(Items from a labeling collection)
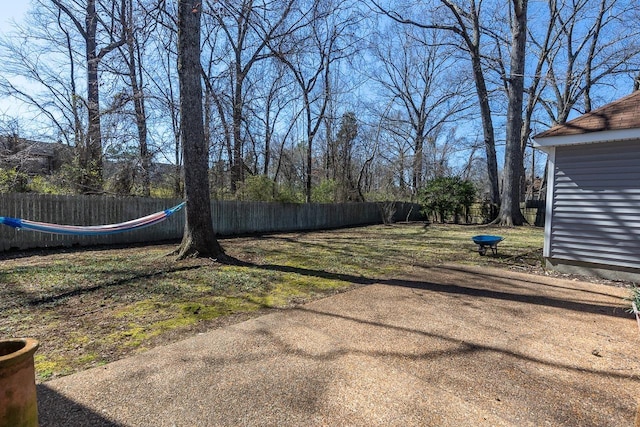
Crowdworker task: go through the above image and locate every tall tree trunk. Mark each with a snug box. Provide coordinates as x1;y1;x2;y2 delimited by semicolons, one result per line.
497;0;527;226
127;1;151;197
178;0;225;259
80;0;102;193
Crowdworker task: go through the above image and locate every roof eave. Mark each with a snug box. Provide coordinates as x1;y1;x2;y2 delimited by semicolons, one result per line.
533;128;640;151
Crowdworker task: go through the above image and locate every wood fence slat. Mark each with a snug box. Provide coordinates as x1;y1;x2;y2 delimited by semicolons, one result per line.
0;194;440;251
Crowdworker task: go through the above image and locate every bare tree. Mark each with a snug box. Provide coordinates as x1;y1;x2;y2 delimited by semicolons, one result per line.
538;0;640;124
205;0;297;192
51;0;127;193
372;24;471;195
371;0;500;214
496;0;528;226
270;0;357;202
178;0;225;259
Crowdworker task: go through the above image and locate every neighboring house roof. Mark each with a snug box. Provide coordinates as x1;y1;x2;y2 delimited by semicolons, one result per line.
533;91;640;148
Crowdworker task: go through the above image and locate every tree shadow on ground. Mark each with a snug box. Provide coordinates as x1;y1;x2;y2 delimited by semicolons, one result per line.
37;384;124;427
225;259;632;318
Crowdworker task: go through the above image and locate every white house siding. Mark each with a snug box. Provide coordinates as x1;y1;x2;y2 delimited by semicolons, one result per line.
545;141;640;269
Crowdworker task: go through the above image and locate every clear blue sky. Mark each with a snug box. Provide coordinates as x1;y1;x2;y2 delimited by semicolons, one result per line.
0;0;31;35
0;0;31;115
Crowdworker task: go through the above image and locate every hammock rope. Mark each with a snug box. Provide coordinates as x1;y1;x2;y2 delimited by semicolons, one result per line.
0;202;185;236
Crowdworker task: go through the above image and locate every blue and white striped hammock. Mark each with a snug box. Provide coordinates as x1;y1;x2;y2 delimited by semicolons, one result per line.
0;202;185;236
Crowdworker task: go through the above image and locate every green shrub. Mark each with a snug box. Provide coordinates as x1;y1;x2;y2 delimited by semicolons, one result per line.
420;176;476;223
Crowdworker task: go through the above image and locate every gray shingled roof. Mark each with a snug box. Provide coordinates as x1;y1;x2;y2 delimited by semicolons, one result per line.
534;91;640;138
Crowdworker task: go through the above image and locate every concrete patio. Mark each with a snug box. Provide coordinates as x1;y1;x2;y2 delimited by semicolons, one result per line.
38;266;640;426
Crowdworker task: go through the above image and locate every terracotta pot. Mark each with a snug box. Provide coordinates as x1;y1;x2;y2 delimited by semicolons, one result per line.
0;338;38;427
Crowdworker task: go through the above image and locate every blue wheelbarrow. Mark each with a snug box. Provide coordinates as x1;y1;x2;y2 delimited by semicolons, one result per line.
471;234;504;255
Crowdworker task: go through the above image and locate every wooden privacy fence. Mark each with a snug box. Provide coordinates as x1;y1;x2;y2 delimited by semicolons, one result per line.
0;194;421;251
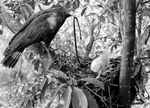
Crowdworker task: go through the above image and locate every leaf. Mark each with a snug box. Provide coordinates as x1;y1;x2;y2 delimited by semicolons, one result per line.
84;0;90;3
143;8;150;17
91;51;109;74
45;84;66;108
107;0;114;6
73;0;80;9
141;25;150;45
98;15;105;23
71;87;88;108
80;78;104;90
81;7;87;16
56;86;72;108
82;89;99;108
49;69;68;80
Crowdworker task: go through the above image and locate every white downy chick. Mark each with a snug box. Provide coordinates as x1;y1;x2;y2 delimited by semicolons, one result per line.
91;51;109;78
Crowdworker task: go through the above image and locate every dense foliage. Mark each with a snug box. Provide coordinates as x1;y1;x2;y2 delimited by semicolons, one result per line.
0;0;150;108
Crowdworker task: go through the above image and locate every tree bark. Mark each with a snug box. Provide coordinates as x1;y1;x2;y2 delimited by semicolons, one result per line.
119;0;136;108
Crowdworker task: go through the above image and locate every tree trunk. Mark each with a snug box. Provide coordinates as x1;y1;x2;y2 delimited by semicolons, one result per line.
119;0;136;108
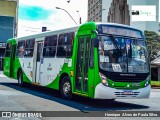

Stated goal:
Rewrite every line of the entries above as a numbered list, leaving out the blank lines and the pictures.

Complete response:
1. Crowdworker task: go through the above image and locate every tall tree trunk. Mark each with a snug box. Provide coordinates as x1;y1;x2;y2 delimited by semicolons, one result per line.
2. 497;0;527;226
3. 127;1;151;197
4. 178;0;225;259
5. 80;0;102;193
6. Crowdworker task: go through the above image and locate every roof eave. Mark each with a snug box. Provide coordinates as x1;y1;x2;y2 delimited by semicolons, one result per line.
7. 533;128;640;151
8. Crowdworker task: go through the above image and locate every wood fence slat. Mark each with a snug box. Provide coordinates as x1;y1;x2;y2 delimited by semicolons, one result per line.
9. 0;194;440;251
10. Crowdworker task: go through the above image and locate every bare tree. Mark each with a snug box. Provide coordinates as x1;y1;x2;y2 delimited by semicolons, one result per line.
11. 538;0;640;124
12. 205;0;297;192
13. 51;0;127;193
14. 372;24;471;195
15. 371;0;500;214
16. 496;0;528;226
17. 270;0;357;202
18. 178;0;225;259
19. Crowdworker task: go through the above image and locate every neighboring house roof. Mark each with a snug box. Provide coordinates as x1;y1;x2;y2 delimited by semicolons, one result per line.
20. 533;91;640;148
21. Crowdworker task: go through the above image and locate every tree shadow on ground. Mark each with a snug box. Provide coordinates as x1;y1;x2;y2 delimited by semicolons, one result per line.
22. 37;384;124;427
23. 225;259;632;318
24. Crowdworker task: go through the above image and locate every white house siding. Mark each with a snug box. Provide coordinates as x1;y1;x2;y2 delimited by semicolons, one result per line.
25. 545;141;640;269
26. Crowdworker task: go through the above image and locate every clear blue sky. Mark each with a snug box. Provide coordinates as x1;y1;x2;y2 delimited by semicolons, one result per line.
27. 0;0;31;35
28. 0;0;31;115
29. Crowdworker task: go through the above image and locate every hammock rope. Mark each with a snug box. Provide coordinates as x1;y1;x2;y2 delimited by semicolons, one result per line.
30. 0;202;185;236
31. Crowdworker task: go through the above image and locate every blue and white striped hammock. Mark each with a snug box. Provide coordinates as x1;y1;x2;y2 delimited by semicolons, one result per line.
32. 0;202;185;236
33. Crowdworker task: go through the above image and locate every green shrub. Mark each with a snug box. Provide coordinates as x1;y1;x2;y2 delimited by semicolons, one result per line.
34. 420;176;476;223
35. Crowdworker task: go through the above image and locate every gray shingled roof. Mark each with a snug box. Provide coordinates as x1;y1;x2;y2 delimited by semicolons, one result per line.
36. 534;91;640;138
37. Crowdworker task: go through the above image and locate every concrete patio. Mark each with a snug box. Provide coordinates as x1;y1;x2;y2 delimited by semicolons, one result per line.
38. 38;266;640;426
39. Crowdworker task: go through the above image and locate every terracotta pot. Mark each with a snug box. Provide coordinates as x1;y1;x2;y2 delimited by semicolons, one result per line.
40. 0;338;38;427
41. Crowdworker task: go through the above image and locate every blue wheelbarrow. Mark each with a snug box. Provide coordinates as x1;y1;x2;y2 delimited by semicolons, one result per line.
42. 471;234;504;255
43. Crowdworker task: go through the above image and locate every wooden privacy fence. Mark each with a snug box. Provide coordinates as x1;y1;x2;y2 delimited by semicolons, one result per line.
44. 0;194;421;251
45. Crowdworker task: go through the above image and locate every leaf. Mark each with a snug box. Provide coordinates as x1;y1;x2;y2 delimited by semicolons, one result per line.
46. 84;0;90;3
47. 143;8;150;17
48. 91;51;109;74
49. 45;84;66;108
50. 107;0;114;6
51. 73;0;80;9
52. 141;25;150;45
53. 98;15;105;23
54. 71;87;88;108
55. 80;78;104;90
56. 81;7;87;16
57. 56;86;72;108
58. 82;89;99;108
59. 49;69;68;80
60. Crowdworker task: go through the above image and locate every white downy chick. Mark each with a snug box. Provide coordinates as x1;y1;x2;y2 delimited by semicolons, one result per line.
61. 91;51;109;78
62. Crowdworker task: go through the above image and locate every dense foliage. Mark each with a snug box. Provide coordinates as x1;y1;x2;y2 delimited by semicolons, one result per line.
63. 0;0;150;108
64. Crowdworker task: go through the above image and locate every tree bark. Mark each with a snug box. Provide coordinates as x1;y1;x2;y2 delimited by semicolons, one result per line.
65. 119;0;136;108
66. Crowdworker task: go through the above image and locate every tree trunk. Mark each with a snug box. Provide coordinates as x1;y1;x2;y2 delimited by semicolons, one result per line.
67. 119;0;136;108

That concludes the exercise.